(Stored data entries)
Segment Open

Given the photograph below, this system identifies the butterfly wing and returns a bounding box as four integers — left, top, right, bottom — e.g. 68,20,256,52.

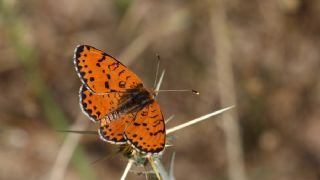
124,101,166,154
98,113,136,144
79,85,124,122
74,45,165,150
74,45,143,93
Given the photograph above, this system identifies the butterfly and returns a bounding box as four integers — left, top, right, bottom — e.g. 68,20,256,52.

Segment Closed

● YOUR GOAL
Only the pictures stay out; the rest of the entries above must be written out exactly.

● EXERCISE RESULT
Given the photograph below, this system identifies the butterfly wing and returns a bounding box as four integers — left, top, right, bottom — e.g. 68,20,256,52.

124,101,166,154
98,113,136,144
79,85,124,122
74,45,165,150
74,45,143,93
Given the photograph above, this system identifies the butterfly and returns a bounding box as four integers — left, top, right, bottom — e.g. 68,20,256,52.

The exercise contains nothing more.